:: Problem details ::
Print all entries precisely as they are written.

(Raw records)
__________
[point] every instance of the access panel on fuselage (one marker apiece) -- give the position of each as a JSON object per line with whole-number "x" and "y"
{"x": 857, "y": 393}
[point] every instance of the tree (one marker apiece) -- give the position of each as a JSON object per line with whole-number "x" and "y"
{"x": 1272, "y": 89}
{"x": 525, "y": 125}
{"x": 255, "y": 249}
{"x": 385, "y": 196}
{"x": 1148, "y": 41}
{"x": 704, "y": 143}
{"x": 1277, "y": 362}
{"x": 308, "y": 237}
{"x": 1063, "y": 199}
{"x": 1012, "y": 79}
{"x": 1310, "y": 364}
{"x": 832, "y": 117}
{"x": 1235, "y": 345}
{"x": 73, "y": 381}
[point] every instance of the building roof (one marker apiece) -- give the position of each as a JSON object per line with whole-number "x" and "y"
__________
:: Solution to this exercise ::
[point] every instance of the access panel on fuselage (one marker apiece) -- give the position of each as a JSON object per line with whole-number "x" and "y"
{"x": 857, "y": 393}
[point] every instance of the tree (one marker apiece) -- give the position of each as a JSON object per line with whole-number "x" and "y"
{"x": 1272, "y": 89}
{"x": 525, "y": 125}
{"x": 255, "y": 249}
{"x": 385, "y": 196}
{"x": 1148, "y": 41}
{"x": 704, "y": 143}
{"x": 1277, "y": 362}
{"x": 308, "y": 237}
{"x": 1063, "y": 199}
{"x": 1012, "y": 79}
{"x": 1310, "y": 364}
{"x": 832, "y": 117}
{"x": 1235, "y": 345}
{"x": 73, "y": 381}
[point] every instance of the building roof (one marker apiece) -- give the position of each as a JSON object per line with whole-number "x" and "y"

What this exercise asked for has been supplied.